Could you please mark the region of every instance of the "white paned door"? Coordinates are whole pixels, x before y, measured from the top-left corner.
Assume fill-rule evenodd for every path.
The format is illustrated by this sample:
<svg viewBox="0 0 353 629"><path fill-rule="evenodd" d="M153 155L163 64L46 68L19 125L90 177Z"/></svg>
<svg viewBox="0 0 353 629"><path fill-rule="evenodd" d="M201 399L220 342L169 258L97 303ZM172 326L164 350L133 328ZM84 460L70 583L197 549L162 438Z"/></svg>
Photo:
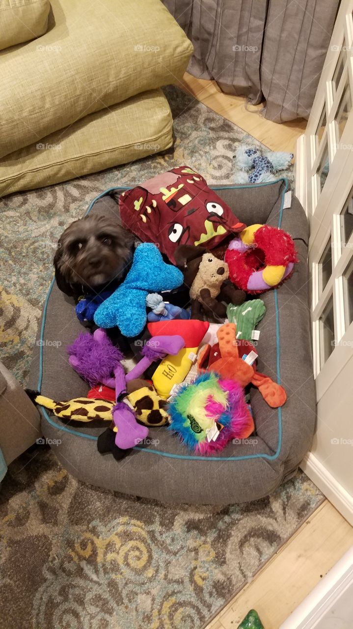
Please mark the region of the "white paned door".
<svg viewBox="0 0 353 629"><path fill-rule="evenodd" d="M317 426L301 467L353 524L353 0L342 0L305 134L296 194L308 262Z"/></svg>

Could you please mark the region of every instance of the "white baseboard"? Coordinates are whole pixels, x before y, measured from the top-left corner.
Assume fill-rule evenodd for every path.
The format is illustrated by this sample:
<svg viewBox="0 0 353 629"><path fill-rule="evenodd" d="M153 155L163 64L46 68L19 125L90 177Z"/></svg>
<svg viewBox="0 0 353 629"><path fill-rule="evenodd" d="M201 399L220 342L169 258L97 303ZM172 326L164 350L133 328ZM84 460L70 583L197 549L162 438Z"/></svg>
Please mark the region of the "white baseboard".
<svg viewBox="0 0 353 629"><path fill-rule="evenodd" d="M307 214L305 140L305 136L303 134L303 135L300 135L296 140L296 155L294 170L294 193L301 203Z"/></svg>
<svg viewBox="0 0 353 629"><path fill-rule="evenodd" d="M348 493L312 452L307 454L300 467L337 511L353 526L353 496Z"/></svg>
<svg viewBox="0 0 353 629"><path fill-rule="evenodd" d="M280 629L344 629L352 626L353 547L329 571Z"/></svg>

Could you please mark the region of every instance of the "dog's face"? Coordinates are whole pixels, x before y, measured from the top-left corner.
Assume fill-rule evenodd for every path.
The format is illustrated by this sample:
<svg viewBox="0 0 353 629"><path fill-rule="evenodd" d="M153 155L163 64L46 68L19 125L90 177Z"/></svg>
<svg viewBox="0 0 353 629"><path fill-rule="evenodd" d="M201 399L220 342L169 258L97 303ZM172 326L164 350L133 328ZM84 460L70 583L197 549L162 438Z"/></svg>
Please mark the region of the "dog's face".
<svg viewBox="0 0 353 629"><path fill-rule="evenodd" d="M204 253L198 267L198 274L204 281L205 286L215 284L220 286L228 278L228 265L219 260L212 253Z"/></svg>
<svg viewBox="0 0 353 629"><path fill-rule="evenodd" d="M67 295L75 285L94 289L122 277L132 259L134 237L114 218L87 216L61 235L54 256L57 284Z"/></svg>

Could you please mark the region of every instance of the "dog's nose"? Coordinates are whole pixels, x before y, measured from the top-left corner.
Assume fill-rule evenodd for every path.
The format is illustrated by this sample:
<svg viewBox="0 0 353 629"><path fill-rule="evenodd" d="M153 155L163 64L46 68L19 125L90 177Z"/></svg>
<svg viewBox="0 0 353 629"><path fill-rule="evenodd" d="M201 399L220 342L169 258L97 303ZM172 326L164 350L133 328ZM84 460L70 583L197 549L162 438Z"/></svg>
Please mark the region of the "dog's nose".
<svg viewBox="0 0 353 629"><path fill-rule="evenodd" d="M100 258L99 257L91 258L89 261L89 264L90 264L91 267L96 268L97 267L99 267L99 265L100 264Z"/></svg>

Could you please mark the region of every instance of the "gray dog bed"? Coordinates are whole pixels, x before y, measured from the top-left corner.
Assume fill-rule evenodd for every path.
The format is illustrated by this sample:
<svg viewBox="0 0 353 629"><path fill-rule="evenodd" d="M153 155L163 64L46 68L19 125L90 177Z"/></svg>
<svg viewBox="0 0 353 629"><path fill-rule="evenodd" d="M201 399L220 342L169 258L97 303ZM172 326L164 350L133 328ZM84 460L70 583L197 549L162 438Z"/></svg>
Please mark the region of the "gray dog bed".
<svg viewBox="0 0 353 629"><path fill-rule="evenodd" d="M240 220L280 226L295 242L299 264L278 289L261 296L266 313L258 325L259 370L283 384L286 404L271 409L253 388L256 433L241 443L230 442L217 456L193 455L170 431L155 428L149 431L149 444L134 448L119 462L97 450L97 437L106 424L99 428L65 425L42 409L43 434L52 440L60 463L73 476L163 501L226 504L267 496L295 471L311 444L315 399L308 307L308 222L293 196L290 207L283 208L288 204L288 188L285 179L215 187ZM119 191L114 198L109 192L94 199L88 211L116 214ZM31 388L56 400L87 394L88 386L70 367L66 353L67 345L82 331L72 300L53 282L36 344Z"/></svg>

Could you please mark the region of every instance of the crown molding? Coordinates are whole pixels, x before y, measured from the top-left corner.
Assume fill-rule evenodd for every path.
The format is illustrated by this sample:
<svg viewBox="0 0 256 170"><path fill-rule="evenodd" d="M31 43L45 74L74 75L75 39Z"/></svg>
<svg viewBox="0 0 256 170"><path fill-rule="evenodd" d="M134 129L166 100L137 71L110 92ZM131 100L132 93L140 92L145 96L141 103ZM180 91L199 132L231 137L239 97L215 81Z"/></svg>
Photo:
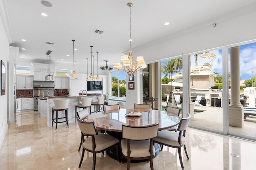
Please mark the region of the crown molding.
<svg viewBox="0 0 256 170"><path fill-rule="evenodd" d="M0 16L3 22L4 27L8 39L9 44L10 44L14 42L12 33L11 32L9 22L9 18L6 10L6 6L5 0L0 0Z"/></svg>

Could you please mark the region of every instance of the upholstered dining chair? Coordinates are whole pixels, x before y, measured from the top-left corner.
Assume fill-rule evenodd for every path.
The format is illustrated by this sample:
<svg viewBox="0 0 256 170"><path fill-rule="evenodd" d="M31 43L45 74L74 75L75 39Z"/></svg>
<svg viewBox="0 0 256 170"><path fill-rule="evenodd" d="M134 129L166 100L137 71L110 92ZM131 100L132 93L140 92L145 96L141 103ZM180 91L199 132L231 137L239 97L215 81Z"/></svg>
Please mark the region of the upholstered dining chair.
<svg viewBox="0 0 256 170"><path fill-rule="evenodd" d="M82 103L76 105L76 112L77 112L77 108L82 108L83 109L88 109L90 114L92 113L92 98L81 98Z"/></svg>
<svg viewBox="0 0 256 170"><path fill-rule="evenodd" d="M134 109L147 109L149 110L150 105L149 104L136 104L134 103L133 108Z"/></svg>
<svg viewBox="0 0 256 170"><path fill-rule="evenodd" d="M94 122L85 122L77 119L81 132L82 136L83 151L78 167L80 168L83 162L84 152L92 152L93 156L92 169L95 169L96 164L96 154L104 151L108 148L116 146L116 155L118 155L118 148L119 140L114 137L104 133L98 134ZM88 137L84 138L86 134ZM119 161L119 160L118 160Z"/></svg>
<svg viewBox="0 0 256 170"><path fill-rule="evenodd" d="M118 111L120 109L119 104L104 106L104 111Z"/></svg>
<svg viewBox="0 0 256 170"><path fill-rule="evenodd" d="M163 130L158 132L157 137L154 138L156 143L166 146L171 148L178 148L180 165L182 169L184 169L182 159L181 157L181 148L183 146L185 153L188 159L189 159L186 148L185 134L186 130L188 126L190 119L190 115L188 114L186 118L182 118L178 127L177 130L179 132Z"/></svg>
<svg viewBox="0 0 256 170"><path fill-rule="evenodd" d="M127 170L130 169L131 160L147 159L149 160L150 169L154 169L155 150L152 138L157 136L158 127L158 123L142 127L122 125L122 159L127 159Z"/></svg>

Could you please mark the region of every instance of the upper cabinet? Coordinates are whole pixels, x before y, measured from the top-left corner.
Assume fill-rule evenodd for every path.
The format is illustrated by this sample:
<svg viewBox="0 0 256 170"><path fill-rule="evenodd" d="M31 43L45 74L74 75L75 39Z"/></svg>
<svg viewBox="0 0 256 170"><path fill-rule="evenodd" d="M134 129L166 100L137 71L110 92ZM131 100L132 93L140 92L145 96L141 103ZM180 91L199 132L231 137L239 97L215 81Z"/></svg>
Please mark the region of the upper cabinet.
<svg viewBox="0 0 256 170"><path fill-rule="evenodd" d="M68 89L68 77L63 76L55 76L54 83L55 89Z"/></svg>
<svg viewBox="0 0 256 170"><path fill-rule="evenodd" d="M34 80L39 81L45 81L45 76L48 75L48 73L45 71L34 71ZM51 75L54 75L54 72L51 72Z"/></svg>
<svg viewBox="0 0 256 170"><path fill-rule="evenodd" d="M16 79L17 90L33 89L33 75L17 75Z"/></svg>

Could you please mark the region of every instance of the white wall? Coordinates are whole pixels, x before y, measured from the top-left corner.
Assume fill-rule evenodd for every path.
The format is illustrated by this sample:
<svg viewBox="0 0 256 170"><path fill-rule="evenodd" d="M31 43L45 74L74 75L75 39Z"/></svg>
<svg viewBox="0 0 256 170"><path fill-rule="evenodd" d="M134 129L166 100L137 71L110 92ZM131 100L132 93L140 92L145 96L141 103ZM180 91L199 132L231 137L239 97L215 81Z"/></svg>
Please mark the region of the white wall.
<svg viewBox="0 0 256 170"><path fill-rule="evenodd" d="M9 60L9 42L6 33L3 21L0 18L0 60L3 60L7 67ZM7 69L6 69L7 71ZM7 80L9 75L6 75L6 91L8 91L9 87L7 86ZM10 90L12 88L10 88ZM0 147L4 138L4 136L7 130L7 95L6 94L0 96ZM13 101L14 101L14 99ZM14 101L13 102L14 103Z"/></svg>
——————————
§ **What is being asked**
Reproduce verbatim the part of the material that opens with the line containing "the upper cabinet?" and closes with the line containing "89L68 77L63 76L55", including both of those lines.

§ **Worked solution**
Could you please mark the region of every instance of the upper cabinet? Coordinates are whole pixels, x before y, measured from the top-left corner.
Assume fill-rule evenodd for every path.
The format is illustrated by this sample:
<svg viewBox="0 0 256 170"><path fill-rule="evenodd" d="M31 43L45 74L74 75L75 39Z"/></svg>
<svg viewBox="0 0 256 170"><path fill-rule="evenodd" d="M134 129L166 100L137 71L110 92ZM131 100L132 93L140 92L145 96L141 103ZM180 91L199 132L231 137L239 97L215 81Z"/></svg>
Please mark the region of the upper cabinet.
<svg viewBox="0 0 256 170"><path fill-rule="evenodd" d="M68 89L68 77L63 76L55 76L54 83L55 89Z"/></svg>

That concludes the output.